• **Page text**

Intake manifold replaced, no start

Tiny
JOHNMASON15034
  • MEMBER
  • 2006 AUDI S4
  • 4.2L
  • V8
  • 4WD
  • AUTOMATIC
  • 161,012 MILES
I went to replace the whole intake manifold on my car with a salvaged one that was tested to be solid. It came with a new fuel rail and injectors so I figured I’d just use those instead of the current ones on the vehicle (even tho the current ones on the car had no issues) I figured use the ones I just got because they have less miles. So I remove the old gasket, used fuel resistant gasket maker to reseal, reconnected injector connectors and fuel line to fuel rails. I let the gasket maker set for a day came back tried to start the car and it wouldn’t start. Not even a bit. It would crank until the battery died but no start. I swapped out the old injectors thinking well maybe the injectors were bad, still no start. I take the intake back off and the gasket maker was still wet and had dripped into the intake ports where the valves were. I cleaned it all out as best I could, tried to start it again and again crank but no start. Mind you the car had no issue but an intake leak before hand and I’m not sure what to do at this point. Please help. Could the fuel rails have air in them? Is it because the gasket maker didn’t seal the intake? I’m not sure what to do so if I could get some guidance it would be a big help.
Tuesday, December 18th, 2018 AT 7:26 PM

9 Replies

Tiny
JACOBANDNICKOLAS
  • MECHANIC
  • 109,885 POSTS
Hi and thanks for using 2CarPros.

First, if you only used gasket maker, take it apart, clean the gasket maker off, and install the correct gaskets.

I have sent the directions three times and it won't send. I am going to try this on two different replies. This will include the specific directions for replacement. The next will be the pictures.

Make sure the guide pins aren't holding the manifold up from properly attaching.
_____________________________

INTAKE MANIFOLD
Intake Manifold

Removing

All cable ties opened or cut during engine removal must be reinstalled at the same locations during installation.

- Bring lock carrier into service position. Refer to => [ Lock Carrier, Moving into Service Position ] See: Engine > Removal and Replacement > Lock Carrier, Moving Into Service Position.

- Remove rear engine cover - arrows -.

- Remove front engine cover - arrows 1 and 2 -.

- Disconnect vacuum line - arrow - to brake booster at bulkhead.

- If installed, disconnect vacuum line - arrow - to vacuum reservoir.

- Disconnect vacuum hose - arrow - from intake manifold.

• **Excerpted data**
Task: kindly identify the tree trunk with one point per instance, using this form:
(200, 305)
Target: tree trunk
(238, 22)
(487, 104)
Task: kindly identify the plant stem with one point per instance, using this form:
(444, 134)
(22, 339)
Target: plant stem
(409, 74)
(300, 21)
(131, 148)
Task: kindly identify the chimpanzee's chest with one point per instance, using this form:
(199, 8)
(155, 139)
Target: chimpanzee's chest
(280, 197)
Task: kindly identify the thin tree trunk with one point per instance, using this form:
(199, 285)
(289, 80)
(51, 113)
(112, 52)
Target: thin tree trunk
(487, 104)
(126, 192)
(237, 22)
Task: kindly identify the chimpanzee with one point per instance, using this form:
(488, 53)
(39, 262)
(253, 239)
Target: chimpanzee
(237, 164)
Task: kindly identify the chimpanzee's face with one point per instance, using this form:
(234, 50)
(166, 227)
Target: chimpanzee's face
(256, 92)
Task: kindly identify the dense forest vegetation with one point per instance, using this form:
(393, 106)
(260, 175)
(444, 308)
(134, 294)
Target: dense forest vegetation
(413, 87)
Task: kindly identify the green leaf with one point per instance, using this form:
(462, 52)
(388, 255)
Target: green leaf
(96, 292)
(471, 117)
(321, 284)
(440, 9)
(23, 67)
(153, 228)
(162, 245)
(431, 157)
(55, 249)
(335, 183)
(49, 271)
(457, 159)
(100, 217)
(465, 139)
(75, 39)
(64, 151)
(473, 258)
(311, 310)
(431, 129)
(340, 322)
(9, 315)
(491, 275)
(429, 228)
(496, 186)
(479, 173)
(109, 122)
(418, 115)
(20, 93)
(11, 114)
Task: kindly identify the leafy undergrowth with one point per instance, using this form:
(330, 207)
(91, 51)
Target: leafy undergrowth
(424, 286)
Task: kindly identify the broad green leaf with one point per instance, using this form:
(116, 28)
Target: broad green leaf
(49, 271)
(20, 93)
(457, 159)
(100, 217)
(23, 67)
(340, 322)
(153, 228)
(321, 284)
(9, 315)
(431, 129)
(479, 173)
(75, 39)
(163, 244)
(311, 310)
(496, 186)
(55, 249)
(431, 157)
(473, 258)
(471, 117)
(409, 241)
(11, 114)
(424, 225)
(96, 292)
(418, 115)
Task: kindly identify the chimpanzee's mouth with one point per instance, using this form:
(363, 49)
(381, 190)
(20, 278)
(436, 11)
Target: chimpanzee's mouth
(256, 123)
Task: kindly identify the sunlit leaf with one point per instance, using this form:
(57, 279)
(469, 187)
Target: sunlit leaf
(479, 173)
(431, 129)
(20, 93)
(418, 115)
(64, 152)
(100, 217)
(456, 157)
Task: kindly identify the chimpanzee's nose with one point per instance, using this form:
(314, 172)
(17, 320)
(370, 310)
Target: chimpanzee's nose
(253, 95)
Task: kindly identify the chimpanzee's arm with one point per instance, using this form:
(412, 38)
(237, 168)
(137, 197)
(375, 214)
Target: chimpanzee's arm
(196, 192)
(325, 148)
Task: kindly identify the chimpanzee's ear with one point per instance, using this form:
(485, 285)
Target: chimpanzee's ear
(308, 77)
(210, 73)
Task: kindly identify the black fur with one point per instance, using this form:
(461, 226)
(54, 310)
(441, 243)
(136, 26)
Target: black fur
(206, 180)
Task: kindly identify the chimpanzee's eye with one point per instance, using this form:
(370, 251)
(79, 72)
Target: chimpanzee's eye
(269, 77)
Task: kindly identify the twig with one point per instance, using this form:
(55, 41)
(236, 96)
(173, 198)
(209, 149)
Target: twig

• **Tasks**
**1.** List every vehicle detail shown under the original poster's username in the intake manifold thread.
**2.** Transcribe the intake manifold thread starting with "First, if you" and going on through "locations during installation.".
The material is separate from the intake manifold thread.

• **Task-by-task outputs**
**1.**
- 2006 Audi S4
- 4.2L
- V8
- 4WD
- Automatic
- 161,012 miles

**2.**
First, if you only used gasket maker, take it apart, clean the gasket maker off, and install the correct gaskets.

I have sent the directions three times and it won't send. I am going to try this on two different replies. This will include the specific directions for replacement. The next will be the pictures.

Make sure the guide pins aren't holding the manifold up from properly attaching.
_____________________________

INTAKE MANIFOLD
Intake Manifold

Removing

All cable ties opened or cut during engine removal must be reinstalled at the same locations during installation.